▶ _STATED PROBLEM_:
Can you print every record below exactly as written?

..............................

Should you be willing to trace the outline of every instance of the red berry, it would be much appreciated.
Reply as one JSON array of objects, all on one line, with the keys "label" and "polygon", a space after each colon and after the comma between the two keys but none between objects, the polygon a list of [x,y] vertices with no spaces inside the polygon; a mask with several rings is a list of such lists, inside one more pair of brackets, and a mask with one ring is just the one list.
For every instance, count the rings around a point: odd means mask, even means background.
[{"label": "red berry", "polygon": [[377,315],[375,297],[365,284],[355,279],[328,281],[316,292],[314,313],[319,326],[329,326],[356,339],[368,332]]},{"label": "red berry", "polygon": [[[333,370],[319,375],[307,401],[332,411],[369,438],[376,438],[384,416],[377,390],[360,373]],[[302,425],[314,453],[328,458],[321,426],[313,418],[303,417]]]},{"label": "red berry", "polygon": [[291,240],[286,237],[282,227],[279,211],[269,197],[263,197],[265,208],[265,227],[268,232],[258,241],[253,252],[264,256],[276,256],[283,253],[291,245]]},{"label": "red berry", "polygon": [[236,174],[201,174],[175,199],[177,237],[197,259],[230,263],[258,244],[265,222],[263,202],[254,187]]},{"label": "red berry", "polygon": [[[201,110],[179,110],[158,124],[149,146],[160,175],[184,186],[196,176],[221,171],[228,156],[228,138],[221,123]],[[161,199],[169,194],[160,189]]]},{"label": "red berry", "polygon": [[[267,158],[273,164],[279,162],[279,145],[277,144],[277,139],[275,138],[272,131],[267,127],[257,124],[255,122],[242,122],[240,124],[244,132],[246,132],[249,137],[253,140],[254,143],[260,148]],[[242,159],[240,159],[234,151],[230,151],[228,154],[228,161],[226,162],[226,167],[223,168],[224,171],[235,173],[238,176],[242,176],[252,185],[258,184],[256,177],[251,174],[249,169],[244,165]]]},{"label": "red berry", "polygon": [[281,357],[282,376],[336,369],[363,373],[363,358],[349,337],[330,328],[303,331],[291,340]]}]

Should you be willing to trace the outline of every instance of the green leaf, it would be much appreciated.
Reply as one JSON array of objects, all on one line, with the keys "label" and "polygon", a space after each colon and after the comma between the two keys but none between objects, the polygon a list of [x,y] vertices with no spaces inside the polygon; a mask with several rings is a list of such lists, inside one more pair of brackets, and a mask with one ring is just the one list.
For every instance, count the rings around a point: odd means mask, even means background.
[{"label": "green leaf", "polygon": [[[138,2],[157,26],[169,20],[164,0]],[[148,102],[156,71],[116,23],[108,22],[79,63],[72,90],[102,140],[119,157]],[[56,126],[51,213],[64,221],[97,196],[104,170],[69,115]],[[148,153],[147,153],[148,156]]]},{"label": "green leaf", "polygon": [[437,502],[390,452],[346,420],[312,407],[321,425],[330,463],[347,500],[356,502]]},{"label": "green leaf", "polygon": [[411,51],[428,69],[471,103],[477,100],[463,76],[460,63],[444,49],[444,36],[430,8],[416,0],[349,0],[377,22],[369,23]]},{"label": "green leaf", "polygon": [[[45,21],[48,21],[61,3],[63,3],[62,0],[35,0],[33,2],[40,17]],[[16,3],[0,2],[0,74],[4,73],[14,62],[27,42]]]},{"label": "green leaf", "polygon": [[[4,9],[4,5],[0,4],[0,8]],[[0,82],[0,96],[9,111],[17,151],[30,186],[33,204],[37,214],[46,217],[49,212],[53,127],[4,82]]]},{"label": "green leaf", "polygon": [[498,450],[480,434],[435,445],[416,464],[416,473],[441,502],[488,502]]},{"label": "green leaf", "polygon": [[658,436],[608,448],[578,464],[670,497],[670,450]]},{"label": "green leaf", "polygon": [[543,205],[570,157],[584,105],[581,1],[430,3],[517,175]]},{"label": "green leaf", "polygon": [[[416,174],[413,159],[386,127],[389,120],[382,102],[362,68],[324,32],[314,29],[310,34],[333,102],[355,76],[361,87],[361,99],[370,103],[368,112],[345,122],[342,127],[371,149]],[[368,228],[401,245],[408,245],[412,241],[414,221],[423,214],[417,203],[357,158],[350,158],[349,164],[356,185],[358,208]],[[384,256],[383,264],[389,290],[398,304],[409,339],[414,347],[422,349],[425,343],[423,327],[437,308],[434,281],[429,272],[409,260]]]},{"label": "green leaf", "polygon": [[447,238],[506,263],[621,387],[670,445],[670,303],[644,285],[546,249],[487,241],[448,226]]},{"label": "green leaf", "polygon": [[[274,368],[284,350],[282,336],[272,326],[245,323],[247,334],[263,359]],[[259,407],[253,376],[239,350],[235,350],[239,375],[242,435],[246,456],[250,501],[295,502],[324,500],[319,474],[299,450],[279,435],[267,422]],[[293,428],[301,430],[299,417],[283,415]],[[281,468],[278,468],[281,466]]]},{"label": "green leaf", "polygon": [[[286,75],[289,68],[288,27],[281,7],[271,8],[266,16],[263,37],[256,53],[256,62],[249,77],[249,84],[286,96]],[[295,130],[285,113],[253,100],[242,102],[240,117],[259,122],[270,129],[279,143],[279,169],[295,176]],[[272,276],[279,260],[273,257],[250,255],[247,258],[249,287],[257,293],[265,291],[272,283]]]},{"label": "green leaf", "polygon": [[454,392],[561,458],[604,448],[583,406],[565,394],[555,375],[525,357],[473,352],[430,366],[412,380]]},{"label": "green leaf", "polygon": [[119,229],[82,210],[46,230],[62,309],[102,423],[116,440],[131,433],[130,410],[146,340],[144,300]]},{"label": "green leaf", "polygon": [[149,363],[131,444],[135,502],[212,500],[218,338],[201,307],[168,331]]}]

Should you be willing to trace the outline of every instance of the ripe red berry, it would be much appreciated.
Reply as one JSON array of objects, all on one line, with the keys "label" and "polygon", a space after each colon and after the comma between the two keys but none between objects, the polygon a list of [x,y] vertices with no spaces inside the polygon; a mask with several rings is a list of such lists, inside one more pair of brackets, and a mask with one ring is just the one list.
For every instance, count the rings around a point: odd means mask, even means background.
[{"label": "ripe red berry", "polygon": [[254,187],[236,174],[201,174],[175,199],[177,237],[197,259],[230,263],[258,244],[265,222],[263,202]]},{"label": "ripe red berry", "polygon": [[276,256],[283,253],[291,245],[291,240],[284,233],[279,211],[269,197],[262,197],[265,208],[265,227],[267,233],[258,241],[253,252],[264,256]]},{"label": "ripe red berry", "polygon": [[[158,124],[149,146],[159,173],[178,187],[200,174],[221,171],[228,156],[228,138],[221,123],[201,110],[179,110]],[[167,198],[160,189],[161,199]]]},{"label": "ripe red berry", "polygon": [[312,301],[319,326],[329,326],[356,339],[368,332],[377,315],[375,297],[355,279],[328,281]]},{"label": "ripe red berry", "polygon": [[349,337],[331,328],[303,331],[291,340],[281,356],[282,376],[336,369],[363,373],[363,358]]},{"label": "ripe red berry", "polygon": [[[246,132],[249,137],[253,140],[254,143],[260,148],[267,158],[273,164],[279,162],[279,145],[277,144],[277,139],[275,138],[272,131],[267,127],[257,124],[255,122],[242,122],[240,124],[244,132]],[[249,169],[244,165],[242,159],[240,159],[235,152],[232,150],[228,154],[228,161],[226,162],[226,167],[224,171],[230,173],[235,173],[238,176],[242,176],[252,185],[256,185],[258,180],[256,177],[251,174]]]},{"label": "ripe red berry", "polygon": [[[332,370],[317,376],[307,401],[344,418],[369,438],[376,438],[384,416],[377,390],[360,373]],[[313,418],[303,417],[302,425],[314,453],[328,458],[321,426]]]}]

..............................

▶ _RESULT OF THE TASK_:
Should you be willing to trace the outline of every instance of the red berry, it would be much appreciated.
Reply as one JSON array of objects, all on one line, with the keys "label" and "polygon", a space after each colon and after the comma between the two keys but none between objects, the polygon a list of [x,y] vertices with no spaces inside the polygon; a mask with several rings is a list of such lists, inside one more pair of brackets, and a mask with one ring is just the one list.
For every instance, count the rings around a point: odd means mask, even means background.
[{"label": "red berry", "polygon": [[377,315],[375,297],[365,284],[355,279],[328,281],[316,292],[314,313],[319,326],[329,326],[356,339],[368,332]]},{"label": "red berry", "polygon": [[[333,370],[319,375],[307,401],[332,411],[369,438],[376,438],[384,416],[377,390],[360,373]],[[302,425],[314,453],[328,458],[321,426],[313,418],[303,417]]]},{"label": "red berry", "polygon": [[291,240],[286,237],[282,227],[279,211],[269,197],[263,197],[265,208],[265,227],[268,232],[258,241],[253,252],[264,256],[276,256],[283,253],[291,245]]},{"label": "red berry", "polygon": [[236,174],[201,174],[175,199],[177,237],[197,259],[230,263],[258,244],[265,222],[263,202],[254,187]]},{"label": "red berry", "polygon": [[[201,110],[179,110],[158,124],[149,146],[160,175],[184,186],[196,176],[221,171],[228,156],[228,138],[221,123]],[[161,199],[169,194],[160,189]]]},{"label": "red berry", "polygon": [[[267,158],[273,164],[279,162],[279,145],[277,144],[277,139],[275,138],[272,131],[267,127],[257,124],[255,122],[242,122],[240,124],[244,132],[246,132],[249,137],[253,140],[254,143],[260,148]],[[242,159],[240,159],[234,151],[230,151],[228,154],[228,161],[226,162],[226,167],[223,168],[224,171],[235,173],[238,176],[242,176],[252,185],[258,184],[256,177],[251,174],[249,169],[244,165]]]},{"label": "red berry", "polygon": [[281,357],[282,376],[336,369],[363,373],[363,358],[349,337],[330,328],[303,331],[291,340]]}]

Should you be willing to trace the outline of every instance of the green leaf, it would be much appreciated.
Reply as one JSON array of objects, all on one line, with the keys "label" and "polygon", a space after each colon and after the comma between the two keys but none between objects, the polygon a list of [x,y] vertices with no spaces inside the polygon; a mask with several rings is a list of such lists, inside one more pair of brackets, and a mask with one ring is just the one list.
For every instance, count the rings around a point: odd means mask, even means background.
[{"label": "green leaf", "polygon": [[[138,2],[157,26],[169,20],[164,0]],[[148,102],[156,71],[116,23],[108,22],[79,63],[72,90],[102,140],[119,157]],[[56,126],[51,213],[64,221],[97,196],[104,170],[69,115]],[[148,153],[147,153],[148,156]]]},{"label": "green leaf", "polygon": [[437,502],[390,452],[346,420],[312,407],[321,425],[330,463],[347,500],[356,502]]},{"label": "green leaf", "polygon": [[411,51],[428,69],[471,103],[477,100],[463,76],[460,63],[444,49],[444,36],[430,8],[416,0],[349,0],[377,22],[369,23]]},{"label": "green leaf", "polygon": [[[45,21],[48,21],[61,3],[63,3],[62,0],[35,0],[33,2],[40,17]],[[16,3],[0,2],[0,74],[4,73],[14,62],[27,42]]]},{"label": "green leaf", "polygon": [[[4,9],[4,5],[0,4],[0,8]],[[0,82],[0,96],[9,111],[17,151],[30,186],[33,204],[37,214],[46,217],[49,212],[53,127],[4,82]]]},{"label": "green leaf", "polygon": [[498,450],[480,434],[435,445],[416,464],[416,473],[441,502],[488,502]]},{"label": "green leaf", "polygon": [[658,436],[608,448],[578,464],[670,497],[670,450]]},{"label": "green leaf", "polygon": [[543,205],[570,157],[584,105],[581,1],[430,3],[517,175]]},{"label": "green leaf", "polygon": [[[416,174],[413,159],[386,127],[389,120],[382,102],[362,68],[324,32],[314,29],[310,34],[333,102],[355,76],[361,87],[361,99],[370,103],[368,112],[345,122],[342,127],[371,149]],[[368,228],[401,245],[408,245],[412,241],[414,221],[423,214],[417,203],[357,158],[350,158],[349,164],[356,185],[358,208]],[[384,256],[383,264],[389,290],[398,304],[409,339],[414,347],[422,349],[425,343],[423,327],[437,308],[434,281],[429,272],[409,260]]]},{"label": "green leaf", "polygon": [[447,238],[506,263],[621,387],[670,445],[670,303],[644,285],[546,249],[487,241],[448,226]]},{"label": "green leaf", "polygon": [[[274,368],[284,350],[282,336],[272,326],[245,323],[247,334],[263,359]],[[259,407],[253,376],[239,350],[235,350],[239,375],[242,435],[246,456],[250,501],[295,502],[324,500],[319,474],[299,450],[279,435],[267,422]],[[293,428],[301,430],[299,417],[283,415]],[[281,468],[278,468],[281,466]]]},{"label": "green leaf", "polygon": [[[286,75],[289,68],[288,27],[281,7],[271,8],[266,16],[263,37],[256,53],[256,62],[249,77],[249,84],[286,96]],[[295,130],[285,113],[253,100],[242,102],[240,117],[259,122],[270,129],[279,143],[279,169],[295,176]],[[272,276],[279,260],[273,257],[250,255],[247,258],[249,287],[257,293],[265,291],[272,283]]]},{"label": "green leaf", "polygon": [[454,392],[561,458],[604,448],[583,406],[565,394],[555,375],[525,357],[473,352],[430,366],[412,380]]},{"label": "green leaf", "polygon": [[119,229],[82,210],[46,230],[62,309],[102,423],[116,440],[131,433],[130,410],[146,340],[144,300]]},{"label": "green leaf", "polygon": [[149,363],[131,444],[135,502],[212,500],[218,338],[201,307],[168,331]]}]

Should you be willing to trace the outline of every instance of the ripe red berry, it would be much appreciated.
Reply as one JSON array of objects, all on one line, with the keys "label" and "polygon", a space after each colon and after the comma between the two keys but none between objects, the polygon a list of [x,y] vertices with no spaces inside the polygon; a mask with several rings is a list of such lists, inside one more pair of brackets, and a mask with one ring is just the one list.
For every instance, count the rings around a point: odd means mask, even means background.
[{"label": "ripe red berry", "polygon": [[254,187],[236,174],[201,174],[175,199],[177,237],[197,259],[230,263],[258,244],[265,222],[263,202]]},{"label": "ripe red berry", "polygon": [[276,256],[283,253],[291,245],[291,240],[284,233],[279,211],[269,197],[262,197],[265,208],[265,227],[267,233],[258,241],[253,252],[264,256]]},{"label": "ripe red berry", "polygon": [[[158,124],[149,146],[159,173],[178,187],[200,174],[221,171],[228,156],[228,138],[221,123],[201,110],[179,110]],[[167,198],[160,189],[161,199]]]},{"label": "ripe red berry", "polygon": [[312,301],[319,326],[329,326],[356,339],[368,332],[377,315],[375,297],[355,279],[328,281]]},{"label": "ripe red berry", "polygon": [[349,337],[331,328],[303,331],[291,340],[281,356],[282,376],[336,369],[363,373],[363,358]]},{"label": "ripe red berry", "polygon": [[[246,132],[249,137],[253,140],[254,143],[260,148],[267,158],[273,164],[279,162],[279,145],[277,144],[277,139],[275,138],[272,131],[267,127],[257,124],[255,122],[242,122],[240,124],[244,132]],[[249,169],[244,165],[242,159],[240,159],[235,152],[232,150],[228,154],[228,161],[226,162],[226,167],[224,171],[230,173],[235,173],[238,176],[242,176],[252,185],[256,185],[258,180],[256,177],[251,174]]]},{"label": "ripe red berry", "polygon": [[[332,370],[317,376],[307,401],[344,418],[369,438],[376,438],[384,416],[377,390],[360,373]],[[313,418],[303,417],[302,425],[314,453],[328,458],[321,426]]]}]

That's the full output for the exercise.